**EXCERPT TO READ:**
◆ ◆ ◆ ◆
Combined, these 3 things would easily create the illusion that the program isn't doing anything (i.e. hanging).

So it seems that I managed to reproduce the problem! - This time on my own system where I'm properly equipped to debug it along with physical access to the hardware. Subsequent runs using the same settings successfully and consistently reproduced the issue - which means it can now be debugged.

And this is where things got even more interesting...

CPU Hazard in Zen4:

While I didn't intend to spoil it with the title, it needed to be in bold for anyone tl;dr'ing to this section. (especially any AMD engineers who might be reading!)

The code in question above that took 80 seconds to run was this:

const uint32_t* inA = ...;

uint32_t* outA = ...;

uint32_t* outB = outA + length;

uint64_t tmpA = 0;

int64_t tmpB = 0;

for (size_t c = 0; c < length; c++){

tmpA += inA[c];

tmpB += inA[c];

outA[c] = (uint32_t)tmpA;

outB[c] = (uint32_t)tmpB;

tmpA >>= 32;

tmpB >>= 32;

}

where (length = 5,033,164,800) for a total data size of about 60 GB. The loop itself is a very simple carry-propagation loop that was never parallelized.

80 seconds to execute 5 billion iterations at 5 GHz comes down to about 80 cycles per loop iteration. Anyone familiar with CPUs at this level will know that this loop should not take 80 cycles/iteration on any architecture under any circumstances. On Intel Skylake, this loop runs at around 5 cycles/iteration.

So what happened? Why does this loop suck so badly on Zen4*?

For (length = 5,033,164,800), the length factors into 2²⁶ * 3 * 5². This is a multiple of a large power-of-two. So the lower bits of the pointers outA and outB are the same - or what I like to call "super-alignment". What I suspect is that AMD's LSU (load-store unit) only uses the lower bits of pending accesses to determine memory aliasing. While it's hard to speculate on the exact mechanism, it's likely that outA and outB are being incorrectly aliased to each other causing their cache misses to serialize or some similar mechanism. Changing offsets to be a small offset from a large power-of-two doesn't fix it - which suggests that the false aliasing is spanning multiple loop iterations as would be expected given that these are all long cache misses all the way to ram.

Whatever the case is, AMD's poor handling of super-alignment plagues a lot of applications that naturally align to powers-of-two. This is the case for applications that rely heavily on FFTs (as is the case for y-cruncher). y-cruncher already goes to somewhat extreme lengths to avoid super-alignment hazards, but they still keep popping up on a regular basis - and only on AMD chips. Rarely is it this bad though. I'm not sure what Intel does that's so much better.

Thus the original "hangs" that were killing performance on Bergamo boiled down to two things that had to go bad simultaneously:

Non-parallelized code being exposed by Amdahl's Law on 256-core Bergamo for a slowdown of at least 100x.
◆ ◆ ◆ ◆
**WHAT TO PRODUCE:** Extend the account of the Zen4 performance hazard, beginning right after its final sentence.

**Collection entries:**
◆ ◆ ◆ ◆
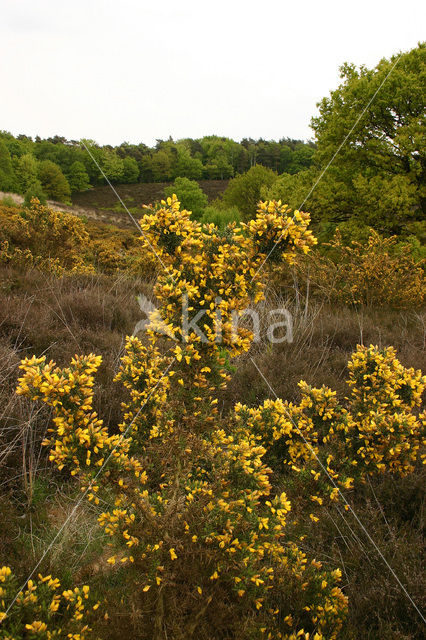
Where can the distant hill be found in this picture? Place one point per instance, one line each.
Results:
(135, 195)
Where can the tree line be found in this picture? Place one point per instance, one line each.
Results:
(56, 167)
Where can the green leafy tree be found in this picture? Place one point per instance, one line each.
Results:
(189, 194)
(26, 170)
(53, 181)
(244, 191)
(7, 174)
(162, 166)
(380, 172)
(220, 216)
(130, 170)
(187, 166)
(34, 190)
(78, 178)
(112, 165)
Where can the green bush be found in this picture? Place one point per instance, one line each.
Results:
(221, 217)
(244, 191)
(190, 195)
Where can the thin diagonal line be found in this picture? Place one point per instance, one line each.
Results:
(344, 499)
(83, 495)
(335, 154)
(123, 204)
◆ ◆ ◆ ◆
**RESPONSE TO THIS EXERCISE:**
That same non-parallelized code also hitting a hazard in Zen4 that slows it down by at least a factor of ~40x.

Thus a total slowdown of around 4000x**. Had either one not happened, the problem would've had a negligible effect on performance and gone unnoticed.

^{*While I haven't tested on anything other than Zen4 and Intel Skylake, it's likely that this hazard occurs on all AMD processors going all the way back to Bulldozer since I've seen similar behavior on AMD Piledriver.}

^{**This 4000x estimate ignores the fact that the operation will become memory-bound if you both eliminated the hazard and perfectly parallelized it.}

So what now?

This whole issue was discovered in November. And as of today (late December), it has been fixed for y-cruncher v0.8.4. It will not be backported to v0.8.3 due to the size of the changes. While working on this, I also discovered a bug in y-cruncher's carryout parallelism which was also difficult to fix and thus led me to push a patch to completely disable carryout parallelism in v0.8.3.

For this specific case, the fix involved two parts:

Mitigate the super-alignment hazard by vectorizing the loop to AVX512.
Parallelize the operation to fix the Amdahl's Law part.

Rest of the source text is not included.